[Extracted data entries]
○ ○ ○
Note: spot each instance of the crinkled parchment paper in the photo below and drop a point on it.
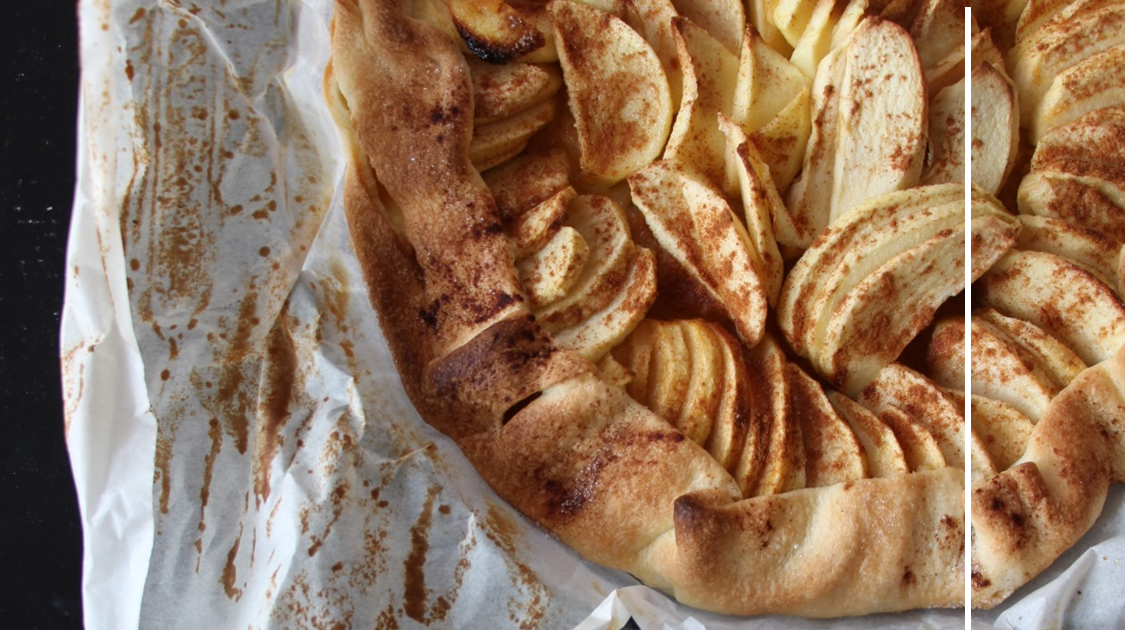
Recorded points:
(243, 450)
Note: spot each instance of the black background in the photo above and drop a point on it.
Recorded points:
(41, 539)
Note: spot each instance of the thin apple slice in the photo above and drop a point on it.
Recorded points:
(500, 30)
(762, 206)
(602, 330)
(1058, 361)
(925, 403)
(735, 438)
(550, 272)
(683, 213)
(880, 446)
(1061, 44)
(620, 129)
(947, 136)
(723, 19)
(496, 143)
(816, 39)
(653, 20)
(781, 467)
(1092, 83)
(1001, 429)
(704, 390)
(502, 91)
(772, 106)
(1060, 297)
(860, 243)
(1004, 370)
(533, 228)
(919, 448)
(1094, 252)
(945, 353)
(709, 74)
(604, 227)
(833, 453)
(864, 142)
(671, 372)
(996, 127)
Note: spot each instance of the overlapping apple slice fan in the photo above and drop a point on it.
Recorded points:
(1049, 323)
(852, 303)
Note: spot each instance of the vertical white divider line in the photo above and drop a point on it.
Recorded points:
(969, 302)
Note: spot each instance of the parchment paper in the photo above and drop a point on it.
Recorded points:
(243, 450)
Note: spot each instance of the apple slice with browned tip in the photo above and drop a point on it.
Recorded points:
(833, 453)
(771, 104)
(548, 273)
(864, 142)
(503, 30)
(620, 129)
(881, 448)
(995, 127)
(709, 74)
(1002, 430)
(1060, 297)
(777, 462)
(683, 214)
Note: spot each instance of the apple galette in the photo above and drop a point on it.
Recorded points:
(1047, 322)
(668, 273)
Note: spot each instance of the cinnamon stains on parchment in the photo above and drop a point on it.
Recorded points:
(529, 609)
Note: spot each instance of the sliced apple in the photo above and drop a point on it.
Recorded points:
○ ○ ○
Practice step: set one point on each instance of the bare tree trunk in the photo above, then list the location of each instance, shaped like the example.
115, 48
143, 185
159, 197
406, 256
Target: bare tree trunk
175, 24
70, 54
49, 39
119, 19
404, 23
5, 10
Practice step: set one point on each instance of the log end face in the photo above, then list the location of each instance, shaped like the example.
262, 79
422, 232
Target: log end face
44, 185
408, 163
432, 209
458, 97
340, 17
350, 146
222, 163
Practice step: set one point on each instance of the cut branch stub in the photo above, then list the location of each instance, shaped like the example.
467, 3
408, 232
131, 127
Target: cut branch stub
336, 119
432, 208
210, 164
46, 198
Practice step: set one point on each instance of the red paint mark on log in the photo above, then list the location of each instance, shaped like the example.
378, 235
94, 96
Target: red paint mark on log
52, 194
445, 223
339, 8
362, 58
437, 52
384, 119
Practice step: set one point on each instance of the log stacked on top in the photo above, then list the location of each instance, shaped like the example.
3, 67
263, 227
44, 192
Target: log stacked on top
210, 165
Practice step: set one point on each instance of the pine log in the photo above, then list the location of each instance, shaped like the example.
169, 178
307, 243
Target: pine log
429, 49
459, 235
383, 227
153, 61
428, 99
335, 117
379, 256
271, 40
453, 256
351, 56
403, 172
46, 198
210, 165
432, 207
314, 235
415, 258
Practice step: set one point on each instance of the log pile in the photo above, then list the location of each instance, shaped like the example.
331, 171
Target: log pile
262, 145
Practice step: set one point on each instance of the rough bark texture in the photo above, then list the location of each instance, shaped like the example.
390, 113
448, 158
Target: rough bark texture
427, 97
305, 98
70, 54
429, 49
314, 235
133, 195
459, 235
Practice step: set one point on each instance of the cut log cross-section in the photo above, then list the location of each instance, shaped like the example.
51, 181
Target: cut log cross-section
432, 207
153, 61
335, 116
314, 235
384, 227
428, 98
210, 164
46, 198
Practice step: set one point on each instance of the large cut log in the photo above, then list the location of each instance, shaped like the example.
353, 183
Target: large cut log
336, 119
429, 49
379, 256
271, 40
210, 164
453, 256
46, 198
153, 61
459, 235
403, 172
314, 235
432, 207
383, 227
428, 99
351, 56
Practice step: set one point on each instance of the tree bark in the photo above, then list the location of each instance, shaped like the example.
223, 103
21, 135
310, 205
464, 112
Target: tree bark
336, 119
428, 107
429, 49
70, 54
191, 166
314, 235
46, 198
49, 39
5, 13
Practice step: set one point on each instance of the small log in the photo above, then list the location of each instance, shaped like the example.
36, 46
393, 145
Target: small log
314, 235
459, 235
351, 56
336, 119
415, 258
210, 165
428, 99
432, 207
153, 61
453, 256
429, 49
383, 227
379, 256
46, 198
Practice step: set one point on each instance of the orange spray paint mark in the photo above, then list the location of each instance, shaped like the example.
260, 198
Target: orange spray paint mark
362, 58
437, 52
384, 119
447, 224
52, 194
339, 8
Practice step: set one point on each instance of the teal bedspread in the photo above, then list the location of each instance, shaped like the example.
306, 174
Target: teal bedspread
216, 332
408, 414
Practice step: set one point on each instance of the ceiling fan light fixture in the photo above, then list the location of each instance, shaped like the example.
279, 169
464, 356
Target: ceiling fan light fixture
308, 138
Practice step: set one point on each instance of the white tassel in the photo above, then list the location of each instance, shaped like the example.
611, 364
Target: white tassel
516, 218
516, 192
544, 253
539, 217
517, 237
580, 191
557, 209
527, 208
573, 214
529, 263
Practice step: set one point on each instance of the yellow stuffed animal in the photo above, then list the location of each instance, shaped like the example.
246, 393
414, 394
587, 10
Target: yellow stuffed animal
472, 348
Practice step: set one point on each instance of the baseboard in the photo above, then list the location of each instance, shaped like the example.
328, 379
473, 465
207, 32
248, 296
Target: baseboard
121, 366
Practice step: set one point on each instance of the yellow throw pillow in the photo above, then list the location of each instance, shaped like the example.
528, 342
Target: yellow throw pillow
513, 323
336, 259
○ ○ ○
WHAT TO PRODUCE
Pull out each line of the rows above that contains the word "small", matching case exactly.

TASK OUTPUT
Practice step: set one point on each instance of the small log in the photo above, then list the location of each instance, shaped like the example.
Target: small log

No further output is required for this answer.